* [INSTRUCTIONS TO FOLLOW]: Go through the records below and write each one out again unchanged.

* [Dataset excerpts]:
BEGIN

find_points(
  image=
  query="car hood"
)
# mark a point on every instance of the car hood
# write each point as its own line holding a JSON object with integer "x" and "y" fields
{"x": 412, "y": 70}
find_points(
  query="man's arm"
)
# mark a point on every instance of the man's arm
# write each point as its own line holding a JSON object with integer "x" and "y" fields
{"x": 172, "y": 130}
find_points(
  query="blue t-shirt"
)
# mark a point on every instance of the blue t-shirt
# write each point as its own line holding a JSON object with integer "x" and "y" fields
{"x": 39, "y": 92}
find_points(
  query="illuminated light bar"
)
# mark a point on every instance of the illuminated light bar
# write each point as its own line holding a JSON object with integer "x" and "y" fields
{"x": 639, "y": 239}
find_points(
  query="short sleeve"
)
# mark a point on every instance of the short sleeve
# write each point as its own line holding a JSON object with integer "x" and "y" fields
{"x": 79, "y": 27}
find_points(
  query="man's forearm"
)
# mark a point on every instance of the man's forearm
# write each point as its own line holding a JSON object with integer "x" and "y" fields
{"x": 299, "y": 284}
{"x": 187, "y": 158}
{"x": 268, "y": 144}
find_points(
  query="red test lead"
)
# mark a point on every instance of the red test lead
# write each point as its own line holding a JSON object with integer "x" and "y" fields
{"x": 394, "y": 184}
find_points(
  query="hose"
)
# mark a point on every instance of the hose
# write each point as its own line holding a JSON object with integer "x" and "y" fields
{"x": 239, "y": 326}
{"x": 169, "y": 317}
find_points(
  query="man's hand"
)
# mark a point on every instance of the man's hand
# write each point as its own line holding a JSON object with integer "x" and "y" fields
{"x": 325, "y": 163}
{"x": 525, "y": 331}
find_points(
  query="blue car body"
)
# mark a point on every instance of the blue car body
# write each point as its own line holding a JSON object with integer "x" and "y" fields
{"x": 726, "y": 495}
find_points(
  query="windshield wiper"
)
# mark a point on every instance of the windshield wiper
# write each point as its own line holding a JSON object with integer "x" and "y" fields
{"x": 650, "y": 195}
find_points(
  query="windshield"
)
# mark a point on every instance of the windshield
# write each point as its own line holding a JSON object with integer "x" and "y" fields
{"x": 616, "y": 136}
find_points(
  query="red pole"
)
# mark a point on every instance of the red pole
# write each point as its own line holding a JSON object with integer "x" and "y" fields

END

* [ANSWER FOR THIS EXERCISE]:
find_points(
  image=
  query="car hood"
)
# mark a point on every instance of the car hood
# write each point as its own line holding a JSON object with integer "x" and "y" fields
{"x": 412, "y": 70}
find_points(
  query="man's arm"
)
# mark a point on every instance of the man's arm
# write each point as its own line holding a JSON object with integer "x" and "y" fields
{"x": 172, "y": 130}
find_points(
  query="blue t-shirt"
)
# mark a point on every instance of the blue t-shirt
# write each point as its own line holding a JSON object with integer "x" and "y" fields
{"x": 39, "y": 92}
find_points(
  query="illuminated light bar"
)
# mark a point on every instance of the illuminated light bar
# write each point as its own line holding a JSON object with integer "x" and "y" fields
{"x": 639, "y": 239}
find_points(
  query="short sleeve"
)
# mark a point on every instance of the short sleeve
# write each point as its own line holding a JSON object with integer "x" and "y" fields
{"x": 79, "y": 27}
find_points(
  query="man's forearm"
)
# mark a point on every instance of the man's forearm
# write each point as its own line holding a JSON object with integer "x" and "y" fields
{"x": 299, "y": 284}
{"x": 187, "y": 158}
{"x": 268, "y": 144}
find_points(
  query="red test lead"
)
# mark a point on every instance of the red test lead
# write each point as its own line holding a JSON object with integer "x" and "y" fields
{"x": 394, "y": 184}
find_points(
  query="hose"
)
# mark a point on every instance of the hose
# write each point as its own line holding a JSON object with integer "x" and "y" fields
{"x": 239, "y": 326}
{"x": 169, "y": 317}
find_points(
  query="man's hand"
)
# mark a point on every instance of the man's hand
# write each point as its own line holding a JSON object with integer "x" and "y" fields
{"x": 325, "y": 163}
{"x": 525, "y": 331}
find_points(
  query="blue car body"
)
# mark a point on every instance of the blue car body
# write each point as its own line holding a JSON object with integer "x" and "y" fields
{"x": 726, "y": 495}
find_points(
  query="windshield wiper"
)
# mark a point on every instance of the windshield wiper
# write each point as its own line holding a JSON object with integer "x" and "y" fields
{"x": 650, "y": 195}
find_points(
  query="windshield"
)
# mark a point on every instance of the windshield
# write each point as its own line holding a JSON object with integer "x" and "y" fields
{"x": 616, "y": 136}
find_points(
  query="red pole"
)
# mark a point on every instance of the red pole
# write each point as its own line holding a JSON object with integer "x" and "y" fields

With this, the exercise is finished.